[Records from a data source]
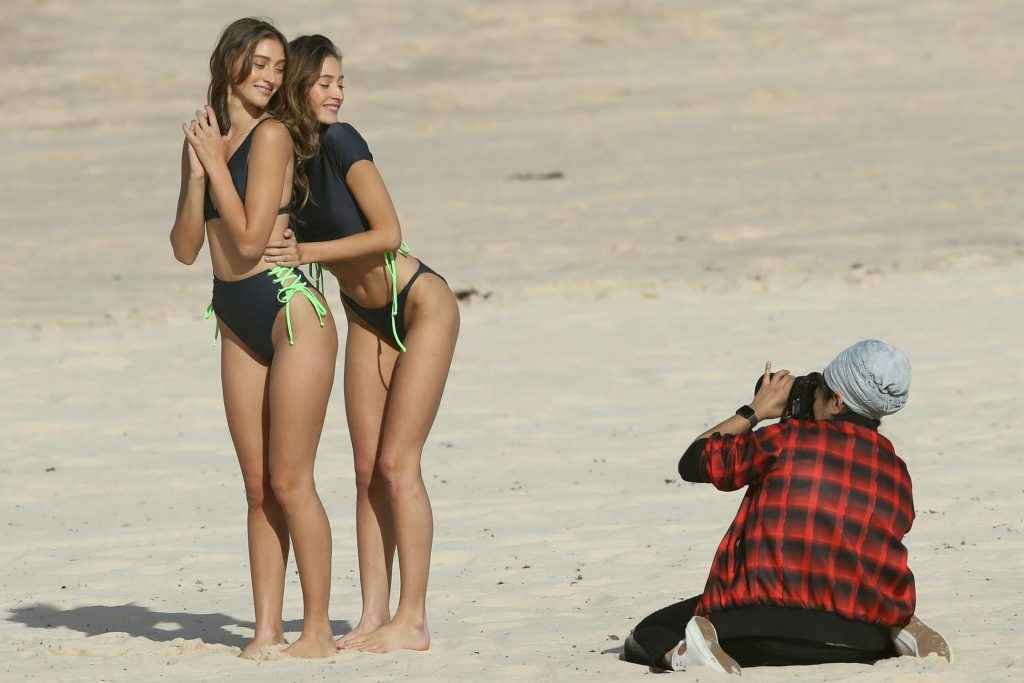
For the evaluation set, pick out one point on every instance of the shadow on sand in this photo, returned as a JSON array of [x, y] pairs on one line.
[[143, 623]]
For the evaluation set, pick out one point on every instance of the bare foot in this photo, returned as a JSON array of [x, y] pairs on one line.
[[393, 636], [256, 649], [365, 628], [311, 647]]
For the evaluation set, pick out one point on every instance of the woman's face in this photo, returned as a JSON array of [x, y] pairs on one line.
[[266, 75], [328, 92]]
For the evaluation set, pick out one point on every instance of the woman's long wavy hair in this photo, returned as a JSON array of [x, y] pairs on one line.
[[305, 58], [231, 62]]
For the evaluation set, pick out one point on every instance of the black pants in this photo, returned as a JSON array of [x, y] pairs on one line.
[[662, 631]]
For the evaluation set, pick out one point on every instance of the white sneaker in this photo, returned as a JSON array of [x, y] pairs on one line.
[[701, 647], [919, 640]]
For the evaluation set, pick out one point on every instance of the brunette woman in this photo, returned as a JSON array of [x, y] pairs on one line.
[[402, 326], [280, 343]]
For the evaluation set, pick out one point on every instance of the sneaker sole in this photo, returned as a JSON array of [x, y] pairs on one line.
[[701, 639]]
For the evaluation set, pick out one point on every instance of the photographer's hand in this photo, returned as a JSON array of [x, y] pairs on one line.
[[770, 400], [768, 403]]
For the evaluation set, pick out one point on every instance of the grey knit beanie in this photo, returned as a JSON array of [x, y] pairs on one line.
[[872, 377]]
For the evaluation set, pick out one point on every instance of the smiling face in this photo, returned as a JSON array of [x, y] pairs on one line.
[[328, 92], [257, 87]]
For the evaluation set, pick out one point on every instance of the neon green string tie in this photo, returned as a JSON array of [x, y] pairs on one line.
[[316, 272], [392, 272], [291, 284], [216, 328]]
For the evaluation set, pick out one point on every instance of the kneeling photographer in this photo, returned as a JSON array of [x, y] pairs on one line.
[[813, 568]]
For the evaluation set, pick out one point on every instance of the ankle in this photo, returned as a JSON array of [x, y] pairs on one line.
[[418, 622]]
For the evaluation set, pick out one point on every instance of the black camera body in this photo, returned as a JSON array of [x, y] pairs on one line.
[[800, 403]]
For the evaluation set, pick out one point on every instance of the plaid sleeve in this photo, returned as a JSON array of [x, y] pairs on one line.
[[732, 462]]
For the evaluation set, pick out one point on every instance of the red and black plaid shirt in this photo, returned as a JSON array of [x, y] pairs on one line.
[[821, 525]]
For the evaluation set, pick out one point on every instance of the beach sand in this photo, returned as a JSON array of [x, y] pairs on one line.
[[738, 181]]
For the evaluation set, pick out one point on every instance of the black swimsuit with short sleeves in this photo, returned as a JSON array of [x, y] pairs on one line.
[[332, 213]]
...
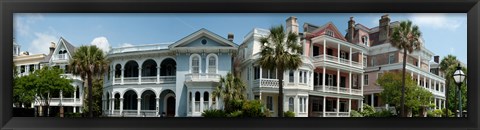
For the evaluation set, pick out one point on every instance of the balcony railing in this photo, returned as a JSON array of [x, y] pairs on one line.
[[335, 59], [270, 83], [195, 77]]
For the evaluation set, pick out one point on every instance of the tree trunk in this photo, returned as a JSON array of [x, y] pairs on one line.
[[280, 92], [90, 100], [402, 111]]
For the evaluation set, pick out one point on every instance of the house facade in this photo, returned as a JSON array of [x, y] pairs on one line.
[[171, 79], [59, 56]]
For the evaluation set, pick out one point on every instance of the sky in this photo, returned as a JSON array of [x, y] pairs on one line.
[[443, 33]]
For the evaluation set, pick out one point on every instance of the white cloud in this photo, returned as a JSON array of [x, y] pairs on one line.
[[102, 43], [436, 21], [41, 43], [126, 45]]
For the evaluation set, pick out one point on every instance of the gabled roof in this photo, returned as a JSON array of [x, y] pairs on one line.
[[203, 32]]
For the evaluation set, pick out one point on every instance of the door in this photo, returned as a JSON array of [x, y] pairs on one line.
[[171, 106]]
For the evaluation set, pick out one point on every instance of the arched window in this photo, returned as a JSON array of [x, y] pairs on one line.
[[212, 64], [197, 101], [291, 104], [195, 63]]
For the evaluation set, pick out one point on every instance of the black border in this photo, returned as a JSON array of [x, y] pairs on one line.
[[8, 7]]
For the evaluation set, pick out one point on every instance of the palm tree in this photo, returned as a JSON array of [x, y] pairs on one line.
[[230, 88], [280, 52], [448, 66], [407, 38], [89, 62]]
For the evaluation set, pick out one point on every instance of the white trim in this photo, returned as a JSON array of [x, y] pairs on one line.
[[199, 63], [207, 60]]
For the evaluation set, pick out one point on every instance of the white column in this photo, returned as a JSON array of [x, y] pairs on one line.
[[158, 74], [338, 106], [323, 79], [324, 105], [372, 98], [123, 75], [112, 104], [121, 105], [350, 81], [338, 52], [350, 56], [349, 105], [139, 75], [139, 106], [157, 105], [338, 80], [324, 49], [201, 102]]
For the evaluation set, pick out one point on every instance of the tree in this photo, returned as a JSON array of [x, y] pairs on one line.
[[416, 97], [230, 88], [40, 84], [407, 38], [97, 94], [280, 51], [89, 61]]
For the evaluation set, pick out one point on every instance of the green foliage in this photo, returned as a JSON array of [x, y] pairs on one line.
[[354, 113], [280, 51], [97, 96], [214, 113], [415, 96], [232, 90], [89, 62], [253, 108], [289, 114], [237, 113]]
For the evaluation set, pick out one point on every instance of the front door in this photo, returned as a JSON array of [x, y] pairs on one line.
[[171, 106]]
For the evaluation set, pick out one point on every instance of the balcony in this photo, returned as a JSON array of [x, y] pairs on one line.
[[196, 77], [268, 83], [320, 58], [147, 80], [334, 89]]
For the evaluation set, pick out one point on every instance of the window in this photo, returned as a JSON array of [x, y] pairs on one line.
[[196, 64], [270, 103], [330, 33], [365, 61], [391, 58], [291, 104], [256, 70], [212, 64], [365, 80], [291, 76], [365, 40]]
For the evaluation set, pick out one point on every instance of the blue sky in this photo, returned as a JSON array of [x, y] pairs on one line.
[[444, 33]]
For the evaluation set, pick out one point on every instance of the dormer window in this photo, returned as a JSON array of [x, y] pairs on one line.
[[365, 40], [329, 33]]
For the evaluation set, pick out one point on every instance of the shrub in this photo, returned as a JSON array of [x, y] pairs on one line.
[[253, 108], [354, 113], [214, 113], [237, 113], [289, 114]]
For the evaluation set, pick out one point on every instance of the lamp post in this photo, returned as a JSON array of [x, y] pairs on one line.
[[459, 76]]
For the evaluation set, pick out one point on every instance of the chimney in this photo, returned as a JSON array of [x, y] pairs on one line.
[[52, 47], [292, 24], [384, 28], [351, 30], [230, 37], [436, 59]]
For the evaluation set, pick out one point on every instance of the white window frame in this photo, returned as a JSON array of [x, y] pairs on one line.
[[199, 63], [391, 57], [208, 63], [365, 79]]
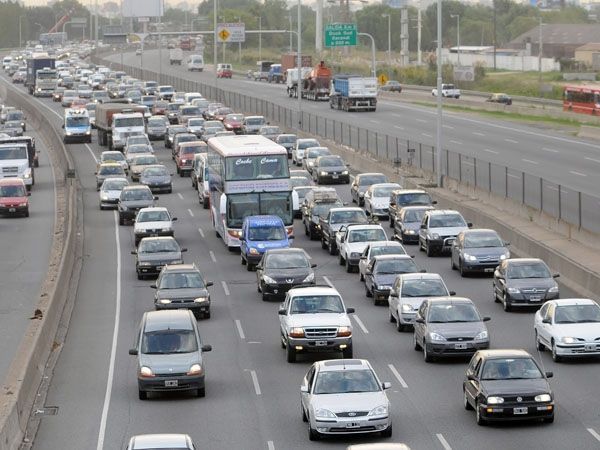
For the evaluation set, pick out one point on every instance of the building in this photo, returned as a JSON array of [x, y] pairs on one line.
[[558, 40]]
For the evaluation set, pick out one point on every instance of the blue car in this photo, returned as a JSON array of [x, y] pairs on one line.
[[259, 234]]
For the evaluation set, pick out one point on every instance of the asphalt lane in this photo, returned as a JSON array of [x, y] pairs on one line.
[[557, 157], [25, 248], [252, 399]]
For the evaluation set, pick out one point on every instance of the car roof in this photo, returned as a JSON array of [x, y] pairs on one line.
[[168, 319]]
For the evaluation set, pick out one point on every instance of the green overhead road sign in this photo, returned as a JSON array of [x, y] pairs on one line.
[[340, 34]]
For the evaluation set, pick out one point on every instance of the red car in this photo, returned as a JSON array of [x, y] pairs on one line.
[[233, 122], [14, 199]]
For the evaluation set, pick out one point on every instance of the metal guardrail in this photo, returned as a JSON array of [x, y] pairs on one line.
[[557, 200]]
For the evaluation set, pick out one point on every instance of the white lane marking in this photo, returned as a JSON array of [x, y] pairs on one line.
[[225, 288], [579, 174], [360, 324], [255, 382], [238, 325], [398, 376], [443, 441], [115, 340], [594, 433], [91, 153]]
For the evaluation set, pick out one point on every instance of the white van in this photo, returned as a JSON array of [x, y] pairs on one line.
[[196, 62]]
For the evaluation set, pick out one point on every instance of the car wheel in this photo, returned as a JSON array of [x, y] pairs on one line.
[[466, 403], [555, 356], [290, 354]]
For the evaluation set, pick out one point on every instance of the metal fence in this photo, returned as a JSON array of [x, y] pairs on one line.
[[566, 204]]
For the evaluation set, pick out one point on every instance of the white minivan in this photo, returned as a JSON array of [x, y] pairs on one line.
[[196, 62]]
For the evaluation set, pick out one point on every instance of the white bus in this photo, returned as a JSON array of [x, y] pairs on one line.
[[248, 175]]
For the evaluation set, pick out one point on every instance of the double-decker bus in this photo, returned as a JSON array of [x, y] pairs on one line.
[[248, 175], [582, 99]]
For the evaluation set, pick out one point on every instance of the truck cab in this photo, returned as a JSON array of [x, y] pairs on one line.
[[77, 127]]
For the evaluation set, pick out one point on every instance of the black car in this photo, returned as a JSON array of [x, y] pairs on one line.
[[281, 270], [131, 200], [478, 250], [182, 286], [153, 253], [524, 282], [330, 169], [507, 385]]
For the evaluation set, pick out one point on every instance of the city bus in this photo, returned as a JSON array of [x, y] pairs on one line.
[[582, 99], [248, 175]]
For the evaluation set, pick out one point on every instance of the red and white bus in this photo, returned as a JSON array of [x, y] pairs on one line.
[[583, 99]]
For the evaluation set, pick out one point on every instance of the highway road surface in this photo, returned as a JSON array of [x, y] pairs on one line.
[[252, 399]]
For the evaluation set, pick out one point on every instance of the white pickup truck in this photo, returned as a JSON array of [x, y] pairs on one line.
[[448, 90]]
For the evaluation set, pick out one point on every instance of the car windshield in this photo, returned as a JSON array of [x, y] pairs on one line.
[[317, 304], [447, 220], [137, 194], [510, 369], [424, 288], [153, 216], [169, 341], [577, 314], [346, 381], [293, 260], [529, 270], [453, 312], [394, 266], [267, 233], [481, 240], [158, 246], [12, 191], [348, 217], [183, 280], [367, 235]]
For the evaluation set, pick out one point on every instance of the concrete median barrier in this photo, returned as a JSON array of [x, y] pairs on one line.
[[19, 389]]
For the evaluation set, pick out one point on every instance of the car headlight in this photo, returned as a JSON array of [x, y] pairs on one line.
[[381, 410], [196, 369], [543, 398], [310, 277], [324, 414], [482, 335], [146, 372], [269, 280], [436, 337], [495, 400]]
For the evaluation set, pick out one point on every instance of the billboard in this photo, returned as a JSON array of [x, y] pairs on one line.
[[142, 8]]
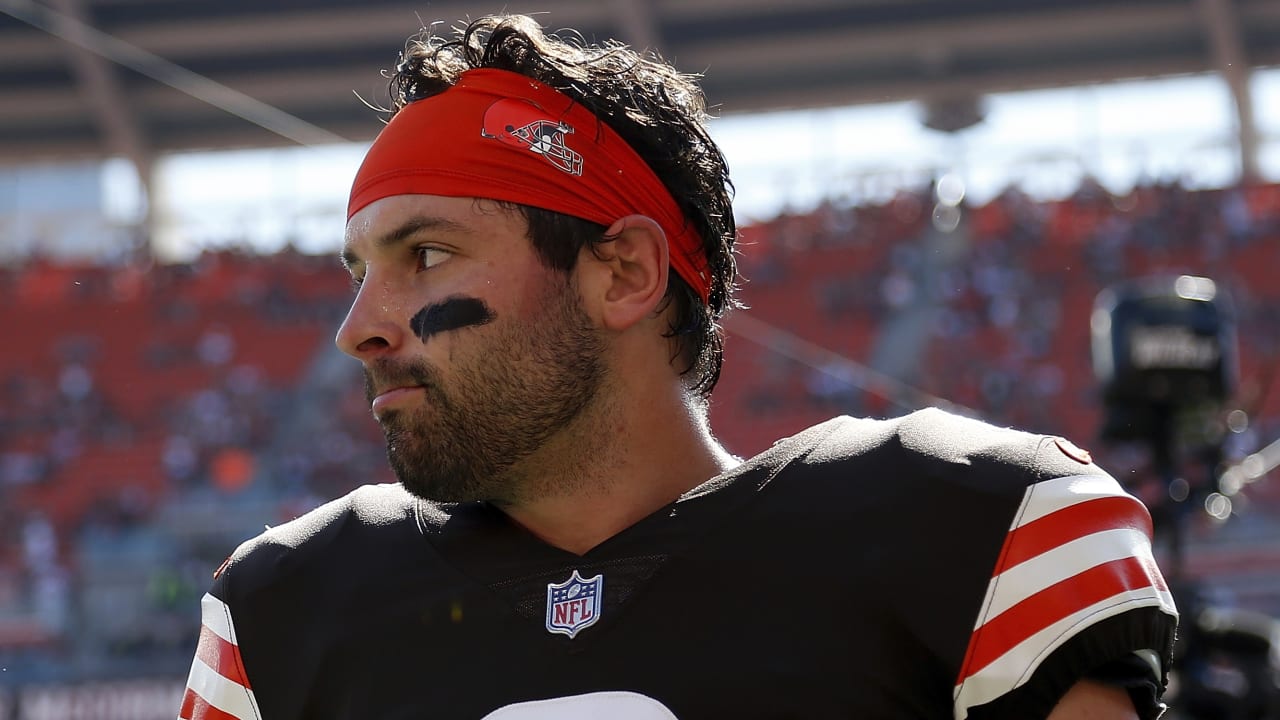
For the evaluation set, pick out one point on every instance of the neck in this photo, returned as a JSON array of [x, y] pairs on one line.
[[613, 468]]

* _Given instruction_
Recast everything in the listing from the line containing "of the sneaker" down to the line containing "[[872, 377]]", both included, as a JSON list of strings with one string per line. Leave out any blank lines.

* _Response_
[
  "For the evaluation set, pick out one point on every instance of the sneaker sole in this photo, returned as a JSON array of [x, y] pairs on one line.",
  "[[701, 639]]",
  "For the evaluation set, pick out one point on every instance of the photographer's hand in this photo, returned as a JSON array of [x, y] pairs on one line.",
  "[[770, 400], [768, 403]]",
  "For the evaluation set, pick out one point on every instance of the grey knit beanie in this photo, returned as a JSON array of [x, y] pairs on one line.",
  "[[872, 377]]"
]